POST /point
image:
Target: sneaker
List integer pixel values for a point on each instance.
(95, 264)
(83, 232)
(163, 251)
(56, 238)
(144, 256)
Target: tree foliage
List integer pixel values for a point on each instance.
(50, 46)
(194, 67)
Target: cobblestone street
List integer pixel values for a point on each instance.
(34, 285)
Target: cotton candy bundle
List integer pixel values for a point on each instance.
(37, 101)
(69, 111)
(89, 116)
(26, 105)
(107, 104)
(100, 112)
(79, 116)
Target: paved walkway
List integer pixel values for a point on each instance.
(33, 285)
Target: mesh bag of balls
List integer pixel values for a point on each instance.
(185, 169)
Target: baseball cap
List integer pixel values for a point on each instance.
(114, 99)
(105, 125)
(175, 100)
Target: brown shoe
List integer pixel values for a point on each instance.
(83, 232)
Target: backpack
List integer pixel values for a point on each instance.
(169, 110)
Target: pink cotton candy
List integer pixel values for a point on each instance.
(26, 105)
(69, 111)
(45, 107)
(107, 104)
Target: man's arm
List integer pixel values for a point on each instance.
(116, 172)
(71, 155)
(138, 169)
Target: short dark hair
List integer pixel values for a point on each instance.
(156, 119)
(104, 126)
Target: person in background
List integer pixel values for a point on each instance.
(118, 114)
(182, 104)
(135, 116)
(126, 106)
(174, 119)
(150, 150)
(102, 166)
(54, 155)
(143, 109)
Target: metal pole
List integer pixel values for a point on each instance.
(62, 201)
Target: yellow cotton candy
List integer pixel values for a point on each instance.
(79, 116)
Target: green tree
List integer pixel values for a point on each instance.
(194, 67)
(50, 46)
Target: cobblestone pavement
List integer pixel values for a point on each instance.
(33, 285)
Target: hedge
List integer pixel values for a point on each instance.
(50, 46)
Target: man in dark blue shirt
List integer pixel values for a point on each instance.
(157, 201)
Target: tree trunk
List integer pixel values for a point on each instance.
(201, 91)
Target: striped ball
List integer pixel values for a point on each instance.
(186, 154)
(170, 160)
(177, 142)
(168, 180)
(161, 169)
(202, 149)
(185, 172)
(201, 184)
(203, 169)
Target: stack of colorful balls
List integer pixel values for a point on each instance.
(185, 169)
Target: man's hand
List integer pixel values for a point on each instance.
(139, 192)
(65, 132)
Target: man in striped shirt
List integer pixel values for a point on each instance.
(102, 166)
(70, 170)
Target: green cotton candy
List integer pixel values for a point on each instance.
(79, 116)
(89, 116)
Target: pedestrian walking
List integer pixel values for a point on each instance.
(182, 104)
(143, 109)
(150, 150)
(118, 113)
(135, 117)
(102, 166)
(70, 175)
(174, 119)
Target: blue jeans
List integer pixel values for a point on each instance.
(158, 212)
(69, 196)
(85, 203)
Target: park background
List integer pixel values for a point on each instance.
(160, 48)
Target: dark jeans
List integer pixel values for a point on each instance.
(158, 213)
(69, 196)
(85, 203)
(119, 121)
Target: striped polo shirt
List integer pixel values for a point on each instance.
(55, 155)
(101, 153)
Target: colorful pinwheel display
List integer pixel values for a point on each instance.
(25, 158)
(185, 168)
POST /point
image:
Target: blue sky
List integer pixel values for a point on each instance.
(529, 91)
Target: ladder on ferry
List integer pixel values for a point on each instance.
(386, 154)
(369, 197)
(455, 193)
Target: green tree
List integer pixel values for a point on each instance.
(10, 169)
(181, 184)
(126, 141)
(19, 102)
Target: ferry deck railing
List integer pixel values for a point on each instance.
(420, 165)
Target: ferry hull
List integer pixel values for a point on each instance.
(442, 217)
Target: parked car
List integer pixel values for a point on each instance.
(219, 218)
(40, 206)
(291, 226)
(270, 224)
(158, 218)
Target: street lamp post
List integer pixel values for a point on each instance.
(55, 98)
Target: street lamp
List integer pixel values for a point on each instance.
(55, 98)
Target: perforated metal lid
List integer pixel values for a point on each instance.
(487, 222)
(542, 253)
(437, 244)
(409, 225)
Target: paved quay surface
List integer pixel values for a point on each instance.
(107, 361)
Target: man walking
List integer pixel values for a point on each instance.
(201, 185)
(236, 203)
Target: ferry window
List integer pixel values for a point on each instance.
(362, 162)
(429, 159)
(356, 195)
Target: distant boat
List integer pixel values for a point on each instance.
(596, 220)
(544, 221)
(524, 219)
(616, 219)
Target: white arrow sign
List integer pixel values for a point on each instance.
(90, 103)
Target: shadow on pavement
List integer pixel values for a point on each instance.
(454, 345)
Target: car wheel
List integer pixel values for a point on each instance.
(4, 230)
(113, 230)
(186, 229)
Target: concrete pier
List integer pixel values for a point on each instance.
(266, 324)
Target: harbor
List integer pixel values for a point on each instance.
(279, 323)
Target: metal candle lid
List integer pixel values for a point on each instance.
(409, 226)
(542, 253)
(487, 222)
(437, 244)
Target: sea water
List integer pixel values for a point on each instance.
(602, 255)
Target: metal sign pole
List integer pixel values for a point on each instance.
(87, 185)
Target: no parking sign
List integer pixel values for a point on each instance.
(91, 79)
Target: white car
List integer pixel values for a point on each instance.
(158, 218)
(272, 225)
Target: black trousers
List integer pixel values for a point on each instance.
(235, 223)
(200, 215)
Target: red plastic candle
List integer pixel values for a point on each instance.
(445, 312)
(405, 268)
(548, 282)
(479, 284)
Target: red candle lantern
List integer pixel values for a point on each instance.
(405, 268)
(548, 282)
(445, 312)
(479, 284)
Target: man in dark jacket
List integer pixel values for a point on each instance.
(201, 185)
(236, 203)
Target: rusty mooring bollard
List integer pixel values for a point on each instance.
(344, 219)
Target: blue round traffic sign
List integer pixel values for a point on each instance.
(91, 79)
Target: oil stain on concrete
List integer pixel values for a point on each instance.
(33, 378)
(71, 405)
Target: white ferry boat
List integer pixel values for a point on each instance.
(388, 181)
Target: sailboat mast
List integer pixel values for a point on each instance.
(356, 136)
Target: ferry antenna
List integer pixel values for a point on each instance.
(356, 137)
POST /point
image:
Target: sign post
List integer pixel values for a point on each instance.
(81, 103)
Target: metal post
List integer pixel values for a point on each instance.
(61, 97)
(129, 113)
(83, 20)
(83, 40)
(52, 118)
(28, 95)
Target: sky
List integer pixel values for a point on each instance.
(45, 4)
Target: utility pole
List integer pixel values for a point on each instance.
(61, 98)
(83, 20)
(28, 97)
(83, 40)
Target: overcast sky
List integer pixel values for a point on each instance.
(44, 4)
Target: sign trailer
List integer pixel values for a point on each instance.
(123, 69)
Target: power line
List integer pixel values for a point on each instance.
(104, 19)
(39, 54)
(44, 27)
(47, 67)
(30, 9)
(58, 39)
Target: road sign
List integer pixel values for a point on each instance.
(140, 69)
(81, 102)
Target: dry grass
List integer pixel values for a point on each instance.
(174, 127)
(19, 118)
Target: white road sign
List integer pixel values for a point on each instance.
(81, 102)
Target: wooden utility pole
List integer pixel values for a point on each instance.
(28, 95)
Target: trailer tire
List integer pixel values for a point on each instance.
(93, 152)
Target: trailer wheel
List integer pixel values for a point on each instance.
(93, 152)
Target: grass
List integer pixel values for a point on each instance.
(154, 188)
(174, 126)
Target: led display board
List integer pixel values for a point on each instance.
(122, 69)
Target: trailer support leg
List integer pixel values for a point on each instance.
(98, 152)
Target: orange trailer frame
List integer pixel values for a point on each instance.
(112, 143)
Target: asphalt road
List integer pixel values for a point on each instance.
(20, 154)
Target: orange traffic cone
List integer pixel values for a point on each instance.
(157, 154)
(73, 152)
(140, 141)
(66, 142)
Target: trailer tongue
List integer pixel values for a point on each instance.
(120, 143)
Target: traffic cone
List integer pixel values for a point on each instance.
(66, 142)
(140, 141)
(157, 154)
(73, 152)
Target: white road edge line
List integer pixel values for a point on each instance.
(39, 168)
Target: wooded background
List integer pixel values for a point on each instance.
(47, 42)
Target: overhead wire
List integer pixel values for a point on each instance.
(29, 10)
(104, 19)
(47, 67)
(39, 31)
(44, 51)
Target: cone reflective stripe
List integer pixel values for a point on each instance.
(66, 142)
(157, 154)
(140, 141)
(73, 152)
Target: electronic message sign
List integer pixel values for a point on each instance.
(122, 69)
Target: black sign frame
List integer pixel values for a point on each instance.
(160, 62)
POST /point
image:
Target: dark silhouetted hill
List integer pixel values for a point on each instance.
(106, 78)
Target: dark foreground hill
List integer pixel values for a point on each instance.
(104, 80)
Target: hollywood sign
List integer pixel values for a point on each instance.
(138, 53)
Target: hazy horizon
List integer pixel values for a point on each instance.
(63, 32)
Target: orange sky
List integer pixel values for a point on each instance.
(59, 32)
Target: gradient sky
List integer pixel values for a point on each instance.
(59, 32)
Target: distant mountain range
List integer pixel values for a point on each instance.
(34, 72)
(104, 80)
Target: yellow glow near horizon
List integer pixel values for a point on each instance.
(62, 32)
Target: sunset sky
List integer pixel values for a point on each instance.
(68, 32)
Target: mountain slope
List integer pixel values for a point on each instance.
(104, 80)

● **Exercise requirements**
Exactly and only the lines from the line containing "Target: orange traffic cone" through the last line of the entries should be copied, both ends included.

● **Output for this exercise**
Target: orange traffic cone
List integer pixel values for a point on each instance.
(157, 154)
(73, 152)
(140, 141)
(66, 142)
Target: trailer tongue
List integer pixel values for a point on each instance.
(120, 143)
Target: traffic cone
List integer pixel values for a point on each instance.
(66, 142)
(140, 141)
(157, 154)
(73, 152)
Target: white road edge line
List integer pixel values for a point on each instance.
(39, 168)
Target: wooded background
List integer pixel values for a point on each instance.
(47, 42)
Target: overhead wire
List integer pixel values for a point on each instance.
(29, 10)
(104, 19)
(47, 67)
(39, 31)
(44, 51)
Target: cone reflective stripe
List integer pixel values for a point on each instance.
(66, 142)
(157, 154)
(140, 141)
(73, 152)
Target: electronic message sign
List integer pixel values for a point on each instance.
(122, 69)
Target: black sign frame
List integer pixel values for a point on each instance.
(160, 62)
POST /point
image:
Target: dark silhouetted hill
List integer pixel values for a point on each instance.
(106, 78)
Target: dark foreground hill
List integer pixel values for a point on each instance.
(104, 80)
Target: hollywood sign
List integer pixel values for a point on each instance.
(138, 53)
Target: hazy horizon
List integer pixel values for a point on each instance.
(63, 32)
Target: orange sky
List integer pixel values for a point on each instance.
(59, 32)
Target: gradient sky
List integer pixel values for a point on each instance.
(59, 32)
Target: distant mountain range
List integer pixel values for a point on each instance.
(34, 72)
(104, 80)
Target: yellow glow near horizon
List integer pixel values for a point on each instance.
(62, 32)
Target: sunset sky
List integer pixel values for a point on each instance.
(68, 32)
Target: mountain slope
List integer pixel values for a point on each instance.
(104, 80)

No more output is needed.